- **EJERCICIO ESCRITO A**
Cita el texto sobre el campo aragonés, comenzando en "En el campo" y terminando en "amplia geografía regional.".
- **EJERCICIO ESCRITO B**
Responde a estas preguntas según el texto sobre el campo aragonés:
(i) ¿Qué es vivir en el campo aragonés?
(ii) ¿Cómo están los precios de los productos agrarios?
(iii) ¿Qué clase de país ha sido siempre España?
- **EJERCICIO ESCRITO C**
Prosigue el texto sobre el campo aragonés a partir de su última oración.

- **TEXTO DE LECTURA**
────

Réquiem por el campo aragonés y español


En el campo aragonés, vivir es llorar. Llorar de pena, de abandono, de soledades de siempre. Estamos olvidados como si fuéramos un charco que hay que eliminar, con el que hay que acabar en la amplia geografía regional.

Para quienes amamos esta hermosa y añorada tierra que nos vio nacer, para quienes nos sentimos en nuestro ambiente, con nuestras gentes, en Aragón, vivir es llorar. Parece como si estorbáramos; la burocracia de los planes de desarrollo, de los polígonos industriales, de las subvenciones y ayudas económicas, de la concentración parcelaria, de los centros escolares, se olvida de nosotros. Es como si el campo no fuera más que un mal sueño en la mente de nuestros gobernantes, como si estuviéramos –todavía – a la búsqueda de nuestra identidad colectiva, de la identificación de la tierra misma que nos vio nacer.

EL CAMPO, CASTIGADO.

En Aragón abunda mucho el sector primario; la mayor parte de nuestros hombres viven de la tierra y de sus productos. También, como no, de la ganadería, que tanta importancia tiene, no ya para la prosperidad, sino meramente para el mantenimiento de nuestras familias. Y, es verdaderamente sorprendente ver como todos –todos- los precios de los productos agrarios están por los suelos. España ha sido siempre un país con vocación industrial, pero sin revolución industrial. Este acoplamiento a estas estructuras neocapitalistas se ha venido haciendo artificialmente, a golpe de decretos, haciendo de la razón fuerza. Hemos cambiado por obligación; muchos hemos tenido que emigrar del campo por necesidad, porque allí no había medios de vida. Nuestros hombres han ido progresivamente, lenta pero constantemente, del campo a la ciudad.

────

- **DATOS PROPORCIONADOS**
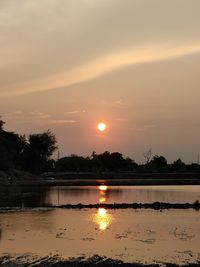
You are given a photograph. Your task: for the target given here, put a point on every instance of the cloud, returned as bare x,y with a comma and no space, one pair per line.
62,121
74,112
103,65
49,44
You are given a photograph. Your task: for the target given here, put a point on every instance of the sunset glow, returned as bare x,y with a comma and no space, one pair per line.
101,126
103,187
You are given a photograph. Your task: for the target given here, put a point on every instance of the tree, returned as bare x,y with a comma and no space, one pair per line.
158,162
178,165
39,149
1,124
147,155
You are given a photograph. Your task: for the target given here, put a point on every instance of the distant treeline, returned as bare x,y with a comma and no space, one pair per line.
33,154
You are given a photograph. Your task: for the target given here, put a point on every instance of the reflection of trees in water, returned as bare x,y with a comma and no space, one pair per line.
22,196
62,195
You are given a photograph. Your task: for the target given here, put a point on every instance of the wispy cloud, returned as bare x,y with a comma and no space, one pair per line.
103,65
74,112
62,121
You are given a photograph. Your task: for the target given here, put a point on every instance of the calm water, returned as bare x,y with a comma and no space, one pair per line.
23,196
129,235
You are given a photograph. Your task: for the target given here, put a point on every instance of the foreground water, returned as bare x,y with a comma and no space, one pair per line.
56,196
131,235
144,236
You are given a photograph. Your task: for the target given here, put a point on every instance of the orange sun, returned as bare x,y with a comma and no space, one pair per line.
101,126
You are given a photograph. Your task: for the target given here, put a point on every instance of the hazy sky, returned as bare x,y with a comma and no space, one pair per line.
65,65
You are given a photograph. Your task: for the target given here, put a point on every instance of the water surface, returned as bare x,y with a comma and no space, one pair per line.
129,235
62,195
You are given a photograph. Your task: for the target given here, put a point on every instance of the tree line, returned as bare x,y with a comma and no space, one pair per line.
33,153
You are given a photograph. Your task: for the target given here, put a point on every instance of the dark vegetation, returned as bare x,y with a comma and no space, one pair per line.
33,154
82,261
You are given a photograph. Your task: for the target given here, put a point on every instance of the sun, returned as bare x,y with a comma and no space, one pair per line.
101,126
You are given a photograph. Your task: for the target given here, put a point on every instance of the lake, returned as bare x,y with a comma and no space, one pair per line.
129,235
143,236
60,195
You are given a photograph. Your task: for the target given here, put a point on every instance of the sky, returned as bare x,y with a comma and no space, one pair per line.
134,64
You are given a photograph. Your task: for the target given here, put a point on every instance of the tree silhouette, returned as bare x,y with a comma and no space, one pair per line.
38,150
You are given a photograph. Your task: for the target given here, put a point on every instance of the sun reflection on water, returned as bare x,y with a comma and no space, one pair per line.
103,219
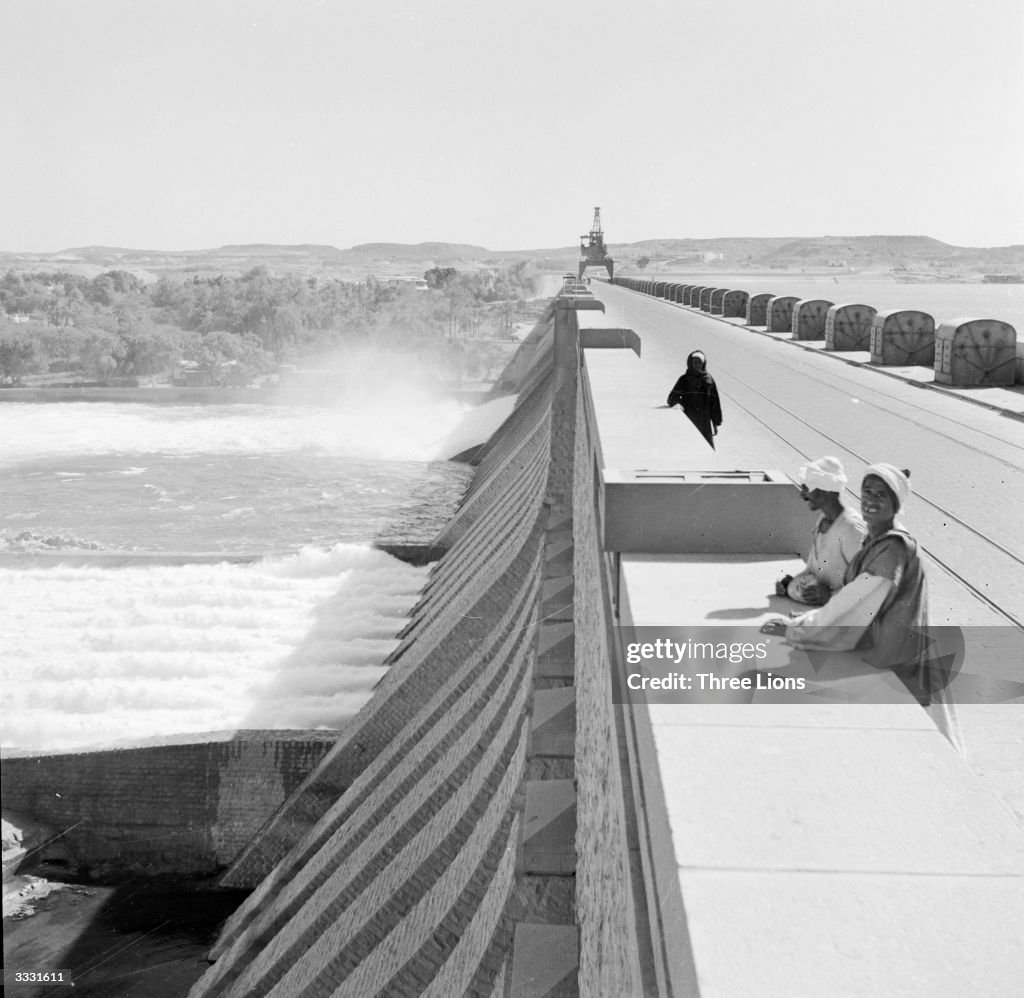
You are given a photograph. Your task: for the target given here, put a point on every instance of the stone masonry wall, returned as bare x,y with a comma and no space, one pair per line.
389,870
608,951
181,809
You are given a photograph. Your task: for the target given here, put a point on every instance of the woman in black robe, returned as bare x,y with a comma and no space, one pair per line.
696,392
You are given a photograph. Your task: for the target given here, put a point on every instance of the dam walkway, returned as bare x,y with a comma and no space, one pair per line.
808,847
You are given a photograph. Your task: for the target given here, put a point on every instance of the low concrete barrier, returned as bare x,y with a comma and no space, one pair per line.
902,336
778,314
849,327
809,318
757,308
734,304
975,351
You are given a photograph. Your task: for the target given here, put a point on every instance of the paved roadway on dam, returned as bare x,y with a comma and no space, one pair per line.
783,405
967,461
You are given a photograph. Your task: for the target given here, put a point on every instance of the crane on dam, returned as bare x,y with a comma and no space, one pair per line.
592,249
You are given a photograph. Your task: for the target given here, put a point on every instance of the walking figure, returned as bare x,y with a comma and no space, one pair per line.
696,392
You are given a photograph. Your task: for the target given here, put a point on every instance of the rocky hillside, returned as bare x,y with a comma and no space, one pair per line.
897,254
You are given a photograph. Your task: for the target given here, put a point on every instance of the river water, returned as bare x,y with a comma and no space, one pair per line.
292,636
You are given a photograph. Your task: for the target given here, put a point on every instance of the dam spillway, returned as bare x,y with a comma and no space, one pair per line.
498,821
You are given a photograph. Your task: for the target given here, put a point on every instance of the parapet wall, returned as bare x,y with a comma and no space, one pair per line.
392,868
608,946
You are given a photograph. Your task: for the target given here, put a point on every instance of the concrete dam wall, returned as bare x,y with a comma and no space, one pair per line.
186,809
467,832
434,849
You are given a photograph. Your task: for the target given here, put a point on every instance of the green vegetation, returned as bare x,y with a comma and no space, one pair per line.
114,329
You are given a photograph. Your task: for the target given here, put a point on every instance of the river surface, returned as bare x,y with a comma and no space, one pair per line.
292,637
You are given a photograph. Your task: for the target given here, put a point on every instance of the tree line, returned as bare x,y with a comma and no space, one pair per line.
115,327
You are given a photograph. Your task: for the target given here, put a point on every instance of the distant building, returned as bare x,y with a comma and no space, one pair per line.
418,284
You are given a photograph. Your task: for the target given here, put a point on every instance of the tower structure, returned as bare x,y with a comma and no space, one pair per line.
592,249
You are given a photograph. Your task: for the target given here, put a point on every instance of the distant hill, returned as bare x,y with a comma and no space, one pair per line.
420,251
919,255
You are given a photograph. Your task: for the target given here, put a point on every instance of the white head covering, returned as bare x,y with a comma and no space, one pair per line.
897,480
825,473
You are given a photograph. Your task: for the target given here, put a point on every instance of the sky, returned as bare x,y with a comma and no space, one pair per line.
193,124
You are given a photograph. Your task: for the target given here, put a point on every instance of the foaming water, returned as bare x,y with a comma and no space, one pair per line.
292,642
402,427
293,634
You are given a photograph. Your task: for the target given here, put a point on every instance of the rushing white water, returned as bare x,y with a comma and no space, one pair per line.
295,642
96,655
404,429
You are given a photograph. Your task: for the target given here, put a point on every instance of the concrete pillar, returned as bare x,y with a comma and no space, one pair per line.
975,351
903,336
757,308
778,313
809,318
849,327
734,304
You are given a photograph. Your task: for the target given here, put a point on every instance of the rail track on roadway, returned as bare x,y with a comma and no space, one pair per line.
969,499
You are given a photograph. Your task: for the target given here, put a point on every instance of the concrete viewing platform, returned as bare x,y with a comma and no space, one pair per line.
819,841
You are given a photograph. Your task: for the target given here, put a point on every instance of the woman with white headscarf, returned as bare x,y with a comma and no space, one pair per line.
836,540
882,609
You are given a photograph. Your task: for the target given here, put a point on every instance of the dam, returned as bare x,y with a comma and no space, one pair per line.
507,818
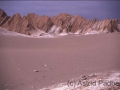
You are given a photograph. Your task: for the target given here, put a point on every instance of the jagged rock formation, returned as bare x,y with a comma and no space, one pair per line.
33,24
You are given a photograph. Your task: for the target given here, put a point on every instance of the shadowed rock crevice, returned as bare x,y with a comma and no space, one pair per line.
62,23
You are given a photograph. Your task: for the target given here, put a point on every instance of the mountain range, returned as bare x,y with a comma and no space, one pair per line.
63,24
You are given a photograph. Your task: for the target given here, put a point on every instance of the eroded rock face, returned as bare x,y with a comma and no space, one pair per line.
16,23
66,23
3,17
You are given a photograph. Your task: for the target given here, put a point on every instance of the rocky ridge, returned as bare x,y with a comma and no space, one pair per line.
35,25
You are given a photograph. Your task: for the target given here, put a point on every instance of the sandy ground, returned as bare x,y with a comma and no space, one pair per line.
34,63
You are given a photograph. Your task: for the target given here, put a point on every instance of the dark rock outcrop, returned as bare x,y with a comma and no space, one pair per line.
33,23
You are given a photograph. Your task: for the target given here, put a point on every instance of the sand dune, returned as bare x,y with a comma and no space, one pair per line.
34,63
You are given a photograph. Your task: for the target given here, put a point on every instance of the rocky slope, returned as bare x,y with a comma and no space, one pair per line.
33,24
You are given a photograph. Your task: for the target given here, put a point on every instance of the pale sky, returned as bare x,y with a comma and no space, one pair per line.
88,9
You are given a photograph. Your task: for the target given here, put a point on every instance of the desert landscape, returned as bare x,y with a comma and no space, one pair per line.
62,52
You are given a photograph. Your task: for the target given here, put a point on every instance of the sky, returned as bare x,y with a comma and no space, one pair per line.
89,9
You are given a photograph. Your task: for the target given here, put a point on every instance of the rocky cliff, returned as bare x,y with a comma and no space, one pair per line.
62,23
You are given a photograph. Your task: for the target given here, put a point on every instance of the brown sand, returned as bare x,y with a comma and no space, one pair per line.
56,59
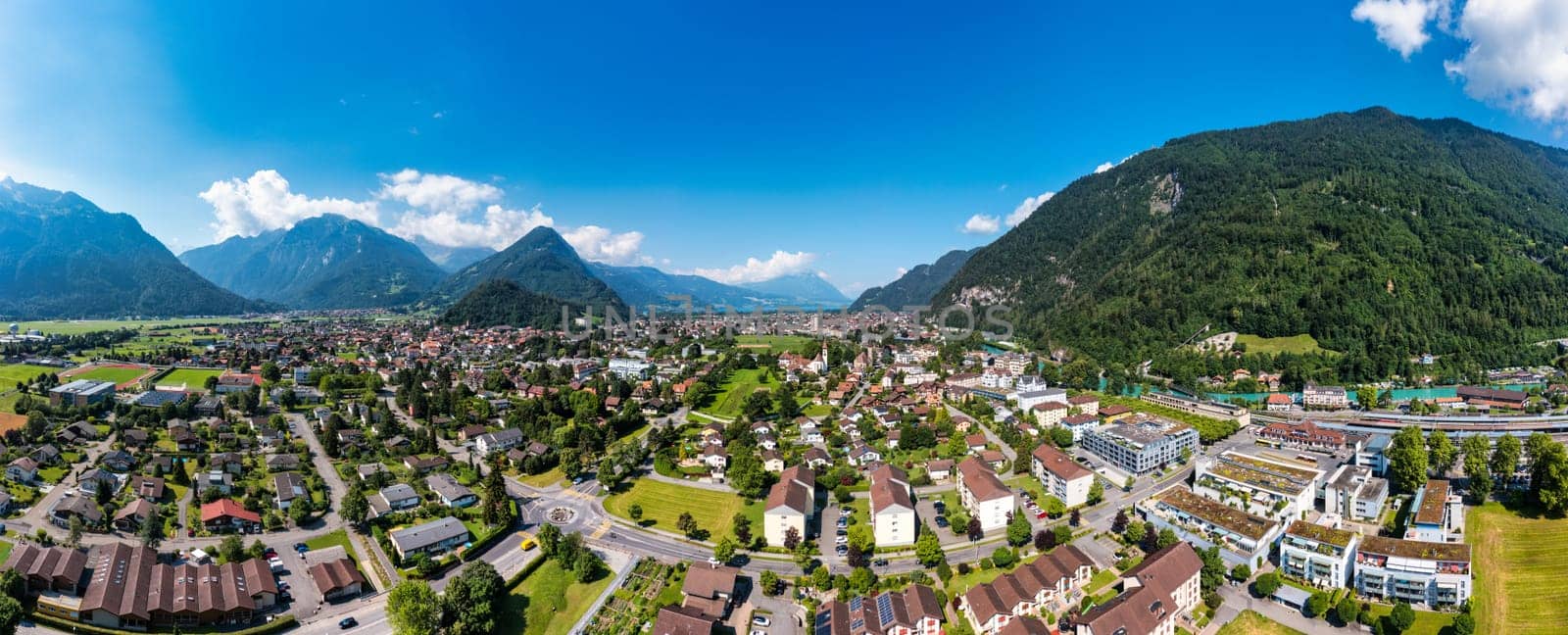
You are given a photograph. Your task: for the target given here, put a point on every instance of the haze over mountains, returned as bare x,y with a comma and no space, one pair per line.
1382,235
323,263
63,256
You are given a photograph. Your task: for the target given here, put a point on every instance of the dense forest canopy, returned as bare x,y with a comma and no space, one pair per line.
1380,235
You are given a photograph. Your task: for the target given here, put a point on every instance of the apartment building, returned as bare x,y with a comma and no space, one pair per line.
1413,571
1437,513
894,522
1321,556
1060,475
1152,596
1353,493
1258,485
1051,584
792,504
1139,444
984,494
1243,537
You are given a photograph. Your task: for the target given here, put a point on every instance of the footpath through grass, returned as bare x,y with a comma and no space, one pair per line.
1253,623
663,502
549,601
1518,571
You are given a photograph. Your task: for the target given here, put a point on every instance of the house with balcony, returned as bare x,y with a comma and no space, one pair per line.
984,494
1322,557
1243,537
1258,485
1434,574
1353,493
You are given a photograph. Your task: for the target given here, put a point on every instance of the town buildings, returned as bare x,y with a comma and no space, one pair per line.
1321,556
1164,587
1060,475
1142,444
792,504
894,522
1258,485
984,494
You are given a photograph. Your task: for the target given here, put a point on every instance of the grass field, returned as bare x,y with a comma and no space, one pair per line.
12,373
663,502
772,344
78,326
734,391
1253,623
1518,572
548,601
193,378
118,375
1272,345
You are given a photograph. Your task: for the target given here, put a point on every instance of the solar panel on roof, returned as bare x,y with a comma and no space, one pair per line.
885,609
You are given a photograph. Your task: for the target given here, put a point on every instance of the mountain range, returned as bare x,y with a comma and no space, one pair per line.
323,263
63,256
1379,234
916,286
540,263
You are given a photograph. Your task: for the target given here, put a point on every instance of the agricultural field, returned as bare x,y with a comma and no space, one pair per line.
549,601
193,378
1518,571
663,502
117,373
12,373
1275,345
772,344
1253,623
734,391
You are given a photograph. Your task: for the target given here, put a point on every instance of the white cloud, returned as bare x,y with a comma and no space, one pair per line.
1517,57
436,192
496,229
1027,208
603,245
1400,24
264,203
982,224
755,270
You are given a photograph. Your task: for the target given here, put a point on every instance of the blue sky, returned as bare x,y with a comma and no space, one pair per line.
844,138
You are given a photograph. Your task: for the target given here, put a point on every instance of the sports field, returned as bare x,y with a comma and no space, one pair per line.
1518,571
193,378
663,502
734,391
117,373
12,373
772,344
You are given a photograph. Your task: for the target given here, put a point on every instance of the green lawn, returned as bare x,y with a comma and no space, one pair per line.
663,502
1429,623
12,373
193,378
1274,345
112,373
734,391
1253,623
772,344
548,601
1517,569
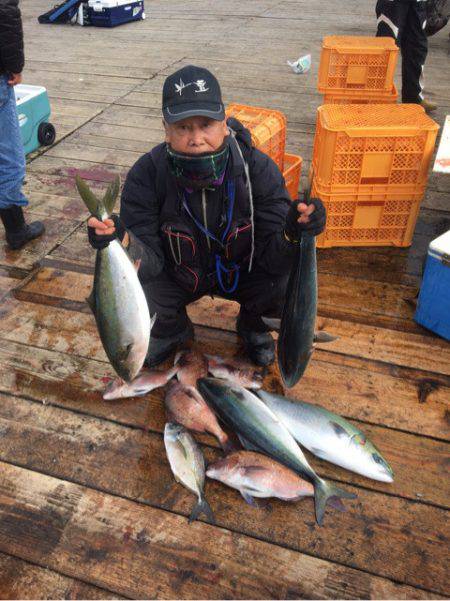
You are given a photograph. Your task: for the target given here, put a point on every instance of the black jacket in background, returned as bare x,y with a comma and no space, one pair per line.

────

- **RESPUESTA A**
En el campo aragonés, vivir es llorar. Llorar de pena, de abandono, de soledades de siempre. Estamos olvidados como si fuéramos un charco que hay que eliminar, con el que hay que acabar en la amplia geografía regional.

- **RESPUESTA B**
(i) Vivir es llorar.
(ii) Están por los suelos.
(iii) Un país con vocación industrial, pero sin revolución industrial.

- **RESPUESTA C**
Han crecido grandes mastodontes urbanos como Zaragoza, auténticos peligros para la supervivencia regional, pero el campo se ha ido quedando vacío. Comienza a sonar la hora del “réquiem” para ellos… Ellos, los campesinos, que son precisamente quienes han pagado con su dinero, con los impuestos que sufrían, con su sudor, con la mano de obra que de allí ha emigrado, la industrialización del país. Y ahora, cuando todo se fabrica en serie, y con el mínimo esfuerzo, totalmente mecanizada la producción, vemos que la agricultura está por los suelos. No se valora en lo más mínimo el ser labrador.

Socialmente, los hombres del campo están desprestigiados; no tienen acceso ni a la cultura ni a las formas de vida más avanzadas, ni al ocio, ni a las mínimas comodidades que a casi todos nos depara la vida moderna. Viven sin vivir, sufriendo la historia, pagando el pato como vulgarmente se dice, de la industrialización. Mientras tanto, la España burguesa, de pandereta, la España que sí se ha desarrollado ha sido “precisa y principalmente” gracias al campo, contempla impasiblemente el constante abandono de la tierra.

SÓLO BUENAS PALABRAS.

En nuestra problemática concreta, la que hemos vivido y sufrido en nuestra propia experiencia, en nuestra carne, hay un gran descontento. Los agricultores se quejan, y con razón. Setenta veces siete se han planteado respetuosamente, con tono comedido, por los cauces legalmente establecidos, y sólo por ellos, esta desilusión y frustración, consecuencia de muchas promesas que se han hecho, pero que no se cumplen. No sólo se vive de palabras; nuestro campo hasta ahora sólo ha tenido buenas palabras, pero nada más. El capitalismo industrial no paga lo que debe –por decirlo de alguna manera- a la agricultura, al campo. Ellos son quienes han conseguido que España prosperase, quienes han sudado sangre para pagar los impuestos, para emigrar y trabajar en la ciudad; y, lo único que se nos ha ocurrido hacer ha sido decirles: gracias. Y, cuando ellos debieran de ser los grandes mimados de España, porque lo que ahora es nuestro país a los campesinos lo debemos, y lo seguiremos debiendo en tanto no lo paguemos debidamente, y con los intereses correspondientes.

INJUSTA DESPROPORCIÓN.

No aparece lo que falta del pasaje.